Your response should contain each line of the data that includes "fence".

*Data for this task*
▼▼▼

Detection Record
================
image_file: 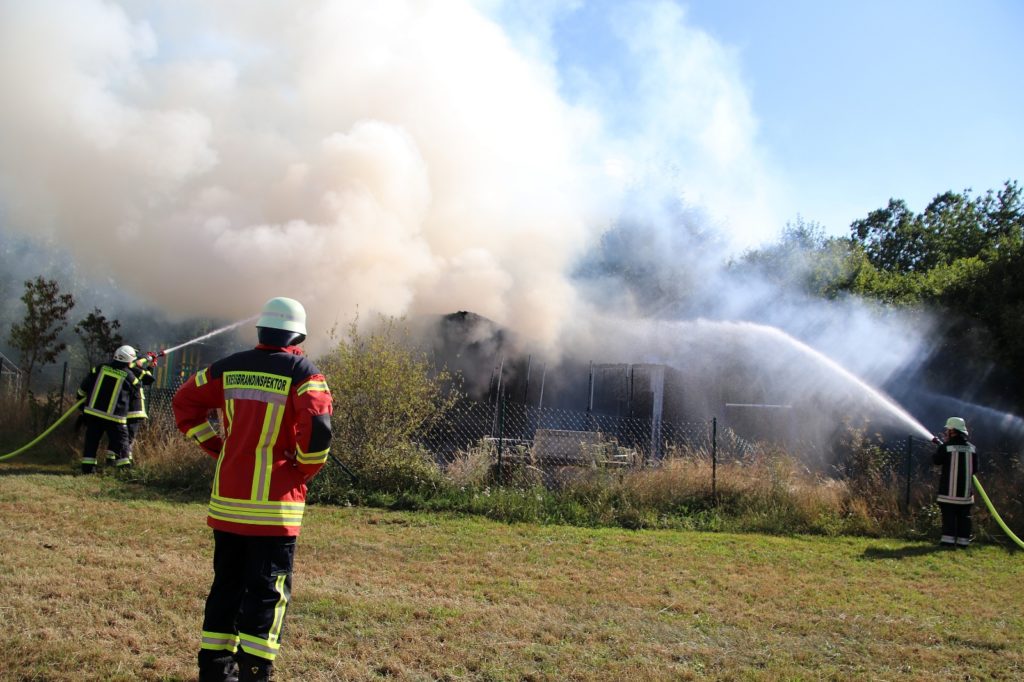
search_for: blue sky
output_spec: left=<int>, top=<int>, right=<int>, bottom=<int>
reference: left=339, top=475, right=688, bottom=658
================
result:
left=685, top=0, right=1024, bottom=235
left=489, top=0, right=1024, bottom=242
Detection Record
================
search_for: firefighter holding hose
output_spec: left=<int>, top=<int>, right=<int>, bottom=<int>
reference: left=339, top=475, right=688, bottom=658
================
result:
left=173, top=297, right=333, bottom=682
left=125, top=351, right=158, bottom=461
left=931, top=416, right=978, bottom=548
left=76, top=345, right=141, bottom=473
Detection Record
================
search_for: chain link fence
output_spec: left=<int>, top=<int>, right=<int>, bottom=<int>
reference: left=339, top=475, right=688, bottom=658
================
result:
left=143, top=384, right=1021, bottom=524
left=0, top=352, right=24, bottom=398
left=420, top=396, right=735, bottom=489
left=871, top=434, right=1022, bottom=513
left=147, top=387, right=756, bottom=489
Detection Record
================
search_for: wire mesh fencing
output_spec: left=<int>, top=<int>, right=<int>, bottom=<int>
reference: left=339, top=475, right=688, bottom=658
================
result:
left=142, top=384, right=1022, bottom=527
left=418, top=396, right=760, bottom=492
left=0, top=353, right=23, bottom=399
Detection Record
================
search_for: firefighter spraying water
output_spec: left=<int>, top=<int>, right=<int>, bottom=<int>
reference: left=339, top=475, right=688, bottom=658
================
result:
left=76, top=344, right=144, bottom=473
left=0, top=317, right=256, bottom=462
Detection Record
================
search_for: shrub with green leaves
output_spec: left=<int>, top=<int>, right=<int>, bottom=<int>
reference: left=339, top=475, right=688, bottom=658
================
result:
left=315, top=314, right=458, bottom=494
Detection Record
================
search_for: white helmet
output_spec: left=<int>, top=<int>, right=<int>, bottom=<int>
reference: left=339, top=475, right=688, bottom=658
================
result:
left=944, top=416, right=968, bottom=435
left=256, top=297, right=307, bottom=334
left=113, top=345, right=137, bottom=363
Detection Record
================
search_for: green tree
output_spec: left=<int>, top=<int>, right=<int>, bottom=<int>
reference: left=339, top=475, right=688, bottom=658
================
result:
left=850, top=182, right=1022, bottom=279
left=846, top=180, right=1024, bottom=407
left=316, top=314, right=459, bottom=492
left=738, top=216, right=861, bottom=298
left=7, top=276, right=75, bottom=397
left=850, top=198, right=935, bottom=273
left=74, top=308, right=124, bottom=366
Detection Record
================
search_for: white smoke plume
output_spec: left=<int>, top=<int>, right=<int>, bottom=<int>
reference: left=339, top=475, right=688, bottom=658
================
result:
left=1, top=0, right=938, bottom=435
left=0, top=0, right=614, bottom=345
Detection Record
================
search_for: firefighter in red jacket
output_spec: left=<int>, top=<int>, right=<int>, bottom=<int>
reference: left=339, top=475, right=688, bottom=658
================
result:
left=173, top=297, right=333, bottom=682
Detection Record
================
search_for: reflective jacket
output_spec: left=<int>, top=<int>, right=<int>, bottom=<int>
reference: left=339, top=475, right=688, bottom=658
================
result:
left=172, top=344, right=333, bottom=536
left=127, top=362, right=156, bottom=421
left=933, top=433, right=978, bottom=505
left=77, top=361, right=140, bottom=424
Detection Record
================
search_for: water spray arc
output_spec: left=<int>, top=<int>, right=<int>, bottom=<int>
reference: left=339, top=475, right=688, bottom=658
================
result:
left=748, top=323, right=934, bottom=440
left=160, top=316, right=257, bottom=355
left=0, top=318, right=255, bottom=462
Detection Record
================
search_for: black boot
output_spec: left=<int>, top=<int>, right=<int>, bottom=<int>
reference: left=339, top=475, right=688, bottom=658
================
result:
left=198, top=652, right=239, bottom=682
left=238, top=651, right=274, bottom=682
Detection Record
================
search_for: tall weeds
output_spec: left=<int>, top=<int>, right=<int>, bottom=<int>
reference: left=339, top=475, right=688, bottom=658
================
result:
left=127, top=419, right=215, bottom=495
left=0, top=391, right=79, bottom=465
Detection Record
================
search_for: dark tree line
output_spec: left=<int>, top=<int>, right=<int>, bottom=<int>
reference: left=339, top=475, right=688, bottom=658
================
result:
left=744, top=180, right=1024, bottom=411
left=6, top=277, right=122, bottom=397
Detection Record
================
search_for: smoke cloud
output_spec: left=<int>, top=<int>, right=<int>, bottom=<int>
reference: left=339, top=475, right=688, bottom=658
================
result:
left=0, top=0, right=610, bottom=345
left=1, top=0, right=946, bottom=438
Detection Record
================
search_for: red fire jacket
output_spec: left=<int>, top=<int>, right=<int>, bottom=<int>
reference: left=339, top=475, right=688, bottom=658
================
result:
left=172, top=344, right=333, bottom=536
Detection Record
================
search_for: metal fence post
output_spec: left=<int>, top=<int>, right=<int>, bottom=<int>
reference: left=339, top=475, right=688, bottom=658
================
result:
left=60, top=361, right=69, bottom=413
left=497, top=389, right=505, bottom=485
left=904, top=435, right=913, bottom=512
left=712, top=417, right=718, bottom=504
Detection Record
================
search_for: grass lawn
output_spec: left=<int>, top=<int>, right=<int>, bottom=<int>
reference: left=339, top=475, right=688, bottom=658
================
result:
left=1, top=466, right=1022, bottom=681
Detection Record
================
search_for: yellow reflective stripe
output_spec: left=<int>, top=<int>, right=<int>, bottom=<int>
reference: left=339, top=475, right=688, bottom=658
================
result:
left=268, top=573, right=289, bottom=646
left=212, top=450, right=225, bottom=497
left=127, top=387, right=148, bottom=418
left=186, top=421, right=218, bottom=443
left=209, top=495, right=306, bottom=513
left=225, top=399, right=235, bottom=435
left=201, top=630, right=239, bottom=652
left=239, top=633, right=280, bottom=661
left=296, top=380, right=330, bottom=396
left=139, top=388, right=147, bottom=416
left=103, top=370, right=124, bottom=415
left=207, top=498, right=305, bottom=528
left=195, top=368, right=209, bottom=387
left=250, top=403, right=283, bottom=501
left=88, top=375, right=102, bottom=410
left=82, top=408, right=128, bottom=424
left=296, top=446, right=329, bottom=465
left=207, top=510, right=302, bottom=528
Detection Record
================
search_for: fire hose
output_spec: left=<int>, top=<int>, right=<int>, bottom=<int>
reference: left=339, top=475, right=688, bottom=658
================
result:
left=0, top=398, right=86, bottom=461
left=0, top=351, right=162, bottom=462
left=972, top=475, right=1024, bottom=551
left=2, top=347, right=357, bottom=483
left=3, top=317, right=274, bottom=463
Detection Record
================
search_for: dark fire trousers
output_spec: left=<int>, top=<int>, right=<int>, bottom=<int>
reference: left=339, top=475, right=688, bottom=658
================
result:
left=199, top=530, right=296, bottom=664
left=81, top=415, right=129, bottom=466
left=939, top=501, right=972, bottom=542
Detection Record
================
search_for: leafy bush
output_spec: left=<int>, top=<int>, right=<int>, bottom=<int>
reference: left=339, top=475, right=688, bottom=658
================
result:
left=316, top=314, right=458, bottom=495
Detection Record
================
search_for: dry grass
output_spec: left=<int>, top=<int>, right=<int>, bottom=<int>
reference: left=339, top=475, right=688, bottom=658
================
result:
left=444, top=446, right=492, bottom=489
left=0, top=393, right=81, bottom=468
left=2, top=469, right=1022, bottom=681
left=128, top=419, right=216, bottom=494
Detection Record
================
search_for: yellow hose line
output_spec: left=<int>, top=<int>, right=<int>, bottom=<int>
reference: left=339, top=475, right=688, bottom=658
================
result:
left=972, top=475, right=1024, bottom=551
left=0, top=398, right=86, bottom=462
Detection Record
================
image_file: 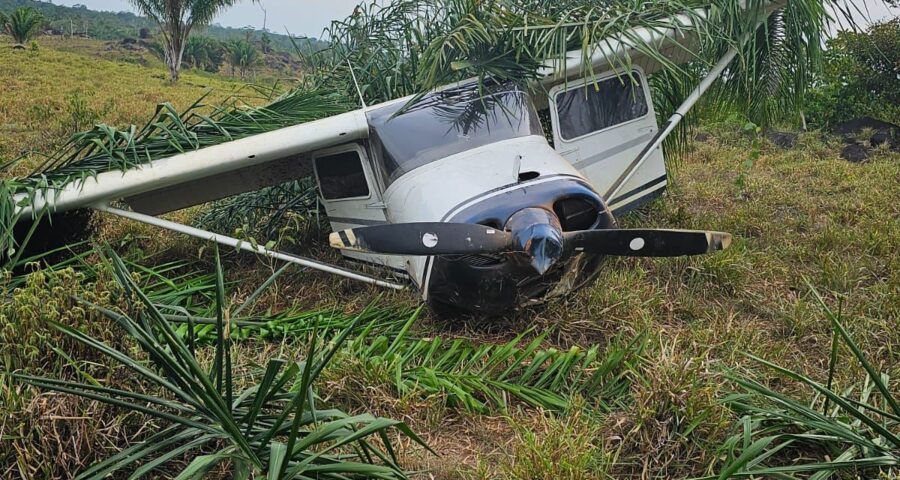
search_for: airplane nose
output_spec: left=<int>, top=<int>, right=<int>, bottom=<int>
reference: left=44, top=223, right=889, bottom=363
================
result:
left=506, top=208, right=565, bottom=275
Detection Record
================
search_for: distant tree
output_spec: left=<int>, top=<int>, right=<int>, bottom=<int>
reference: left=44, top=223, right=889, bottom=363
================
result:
left=1, top=7, right=45, bottom=46
left=260, top=30, right=271, bottom=53
left=128, top=0, right=249, bottom=82
left=183, top=35, right=224, bottom=72
left=226, top=38, right=259, bottom=78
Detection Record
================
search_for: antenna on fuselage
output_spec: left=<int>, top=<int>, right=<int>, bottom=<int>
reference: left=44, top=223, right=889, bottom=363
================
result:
left=346, top=59, right=367, bottom=108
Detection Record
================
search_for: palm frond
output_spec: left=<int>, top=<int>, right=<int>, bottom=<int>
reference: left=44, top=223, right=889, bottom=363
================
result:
left=345, top=314, right=645, bottom=413
left=711, top=281, right=899, bottom=479
left=12, top=246, right=427, bottom=479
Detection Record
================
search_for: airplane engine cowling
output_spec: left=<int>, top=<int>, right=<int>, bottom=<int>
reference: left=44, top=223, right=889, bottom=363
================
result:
left=424, top=177, right=615, bottom=314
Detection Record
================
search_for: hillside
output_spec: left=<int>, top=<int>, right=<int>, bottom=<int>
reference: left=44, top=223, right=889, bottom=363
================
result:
left=0, top=37, right=259, bottom=176
left=0, top=0, right=329, bottom=51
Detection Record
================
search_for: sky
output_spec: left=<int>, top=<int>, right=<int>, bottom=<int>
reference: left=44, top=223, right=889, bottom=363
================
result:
left=49, top=0, right=899, bottom=39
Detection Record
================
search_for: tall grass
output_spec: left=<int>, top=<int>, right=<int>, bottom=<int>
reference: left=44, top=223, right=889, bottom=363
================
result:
left=711, top=281, right=899, bottom=478
left=11, top=246, right=429, bottom=479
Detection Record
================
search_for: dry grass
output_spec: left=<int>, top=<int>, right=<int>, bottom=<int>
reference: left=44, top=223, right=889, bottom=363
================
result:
left=0, top=37, right=247, bottom=176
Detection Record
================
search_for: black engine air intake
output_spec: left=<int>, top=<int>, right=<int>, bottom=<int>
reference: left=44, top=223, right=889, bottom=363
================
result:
left=553, top=197, right=599, bottom=231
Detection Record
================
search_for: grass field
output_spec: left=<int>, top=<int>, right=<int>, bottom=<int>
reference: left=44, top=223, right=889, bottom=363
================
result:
left=0, top=37, right=254, bottom=176
left=1, top=38, right=898, bottom=479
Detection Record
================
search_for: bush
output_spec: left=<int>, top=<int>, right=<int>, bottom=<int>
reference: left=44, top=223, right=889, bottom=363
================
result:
left=805, top=19, right=900, bottom=127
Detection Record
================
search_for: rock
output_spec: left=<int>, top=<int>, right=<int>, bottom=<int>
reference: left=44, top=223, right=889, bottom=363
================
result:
left=870, top=131, right=892, bottom=148
left=832, top=116, right=900, bottom=150
left=831, top=116, right=900, bottom=136
left=766, top=131, right=798, bottom=149
left=840, top=143, right=869, bottom=163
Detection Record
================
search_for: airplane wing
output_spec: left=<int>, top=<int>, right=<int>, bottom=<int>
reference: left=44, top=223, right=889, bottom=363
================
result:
left=13, top=108, right=369, bottom=218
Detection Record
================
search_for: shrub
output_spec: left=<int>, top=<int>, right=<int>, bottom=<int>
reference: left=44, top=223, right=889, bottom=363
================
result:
left=805, top=19, right=900, bottom=126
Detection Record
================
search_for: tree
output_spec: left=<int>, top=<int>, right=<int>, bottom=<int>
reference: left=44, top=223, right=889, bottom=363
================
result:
left=1, top=7, right=45, bottom=46
left=805, top=18, right=900, bottom=126
left=226, top=38, right=260, bottom=78
left=129, top=0, right=245, bottom=82
left=183, top=35, right=225, bottom=72
left=260, top=30, right=271, bottom=53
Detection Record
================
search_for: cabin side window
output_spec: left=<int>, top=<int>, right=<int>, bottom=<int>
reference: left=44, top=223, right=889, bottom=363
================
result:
left=554, top=73, right=649, bottom=141
left=314, top=150, right=370, bottom=200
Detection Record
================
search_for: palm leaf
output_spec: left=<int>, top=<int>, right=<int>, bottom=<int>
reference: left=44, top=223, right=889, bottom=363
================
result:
left=714, top=281, right=899, bottom=478
left=11, top=246, right=426, bottom=479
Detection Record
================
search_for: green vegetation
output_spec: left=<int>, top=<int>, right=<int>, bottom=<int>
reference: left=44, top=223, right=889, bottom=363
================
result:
left=715, top=283, right=899, bottom=477
left=0, top=0, right=328, bottom=50
left=183, top=34, right=225, bottom=72
left=0, top=6, right=42, bottom=45
left=14, top=247, right=428, bottom=478
left=806, top=18, right=900, bottom=127
left=226, top=37, right=261, bottom=78
left=0, top=38, right=247, bottom=174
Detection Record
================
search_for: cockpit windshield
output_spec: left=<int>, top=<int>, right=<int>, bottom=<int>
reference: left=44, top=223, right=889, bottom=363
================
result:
left=367, top=83, right=543, bottom=186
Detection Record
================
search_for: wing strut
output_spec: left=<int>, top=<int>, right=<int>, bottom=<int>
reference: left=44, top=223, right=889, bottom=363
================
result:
left=93, top=204, right=406, bottom=290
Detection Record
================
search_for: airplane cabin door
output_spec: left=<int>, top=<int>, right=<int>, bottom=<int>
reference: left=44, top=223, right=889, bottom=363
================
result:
left=548, top=68, right=667, bottom=213
left=312, top=144, right=407, bottom=275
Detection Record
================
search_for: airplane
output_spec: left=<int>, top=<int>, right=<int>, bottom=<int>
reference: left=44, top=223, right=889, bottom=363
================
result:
left=8, top=2, right=786, bottom=314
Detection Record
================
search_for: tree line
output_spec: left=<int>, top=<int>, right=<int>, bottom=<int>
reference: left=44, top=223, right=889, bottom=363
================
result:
left=0, top=5, right=266, bottom=78
left=0, top=0, right=327, bottom=47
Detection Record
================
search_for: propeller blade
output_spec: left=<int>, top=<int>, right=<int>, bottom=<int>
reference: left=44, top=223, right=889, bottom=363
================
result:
left=564, top=229, right=732, bottom=257
left=329, top=223, right=513, bottom=255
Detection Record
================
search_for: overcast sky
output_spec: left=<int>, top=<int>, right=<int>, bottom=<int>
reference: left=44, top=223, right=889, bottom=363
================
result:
left=49, top=0, right=899, bottom=39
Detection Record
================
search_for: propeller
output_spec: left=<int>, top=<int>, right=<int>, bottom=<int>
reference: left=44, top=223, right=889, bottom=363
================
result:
left=329, top=222, right=511, bottom=255
left=330, top=223, right=729, bottom=255
left=564, top=228, right=731, bottom=257
left=329, top=207, right=731, bottom=275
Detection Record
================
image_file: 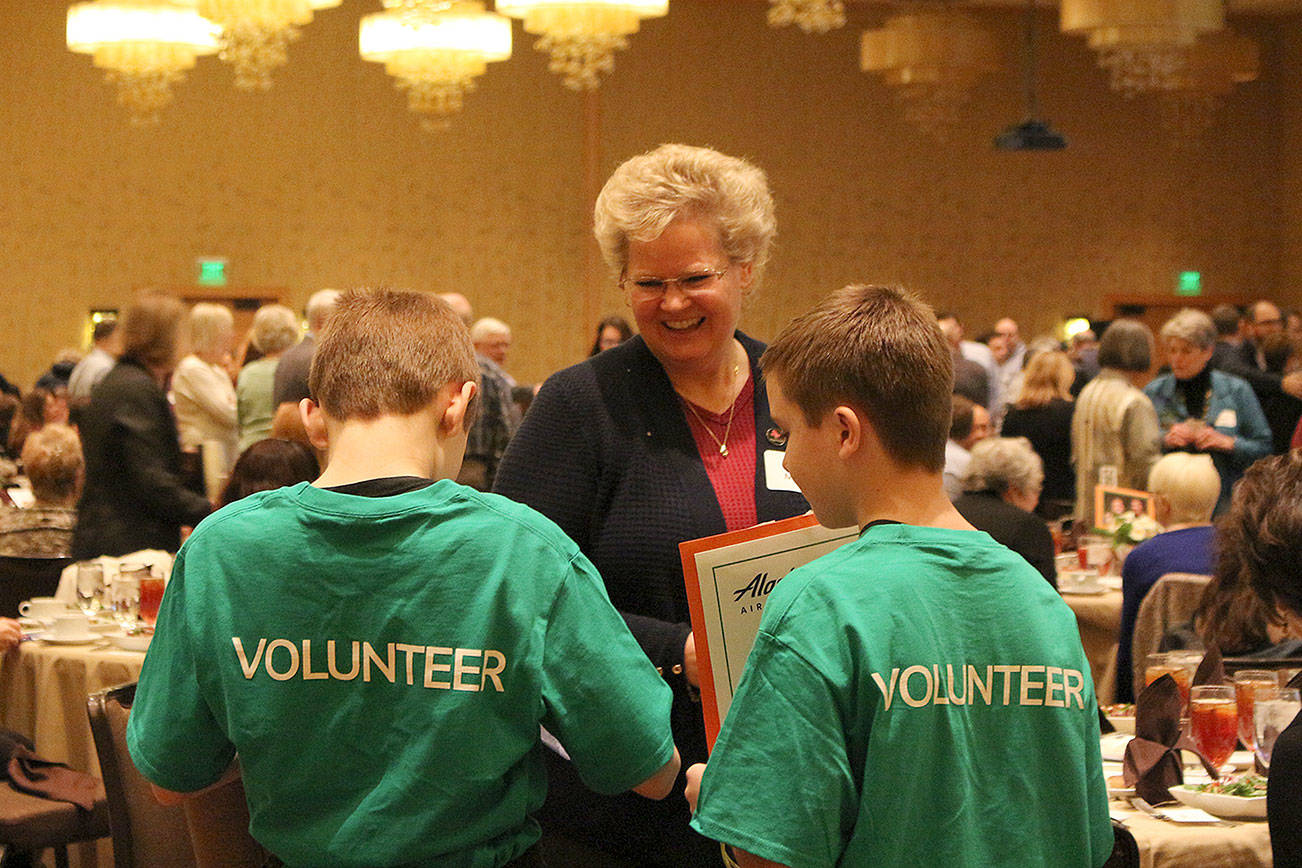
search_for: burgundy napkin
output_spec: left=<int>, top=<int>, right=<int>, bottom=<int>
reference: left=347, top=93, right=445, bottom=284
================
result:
left=1124, top=675, right=1218, bottom=803
left=1192, top=645, right=1225, bottom=688
left=1, top=730, right=101, bottom=811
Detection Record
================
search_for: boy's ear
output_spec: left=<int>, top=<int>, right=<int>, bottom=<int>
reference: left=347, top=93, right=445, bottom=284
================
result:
left=300, top=399, right=330, bottom=453
left=440, top=380, right=478, bottom=435
left=831, top=405, right=863, bottom=459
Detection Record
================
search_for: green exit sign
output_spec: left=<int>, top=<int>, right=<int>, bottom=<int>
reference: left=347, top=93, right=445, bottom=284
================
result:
left=1176, top=271, right=1202, bottom=297
left=197, top=257, right=228, bottom=287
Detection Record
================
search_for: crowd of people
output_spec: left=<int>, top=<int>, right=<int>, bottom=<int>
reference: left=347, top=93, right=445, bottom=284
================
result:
left=1, top=142, right=1300, bottom=867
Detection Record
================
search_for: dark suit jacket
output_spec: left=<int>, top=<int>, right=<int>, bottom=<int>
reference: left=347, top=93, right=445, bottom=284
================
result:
left=494, top=332, right=808, bottom=863
left=1213, top=340, right=1302, bottom=453
left=72, top=359, right=211, bottom=558
left=955, top=490, right=1056, bottom=587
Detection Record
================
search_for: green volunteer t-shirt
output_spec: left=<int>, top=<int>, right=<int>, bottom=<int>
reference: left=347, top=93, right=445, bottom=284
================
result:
left=692, top=524, right=1112, bottom=868
left=127, top=480, right=674, bottom=868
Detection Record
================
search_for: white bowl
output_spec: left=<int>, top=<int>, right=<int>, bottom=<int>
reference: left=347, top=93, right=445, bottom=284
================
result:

▲▲▲

*Answer section*
search_for: chain link fence
search_for: metal fence post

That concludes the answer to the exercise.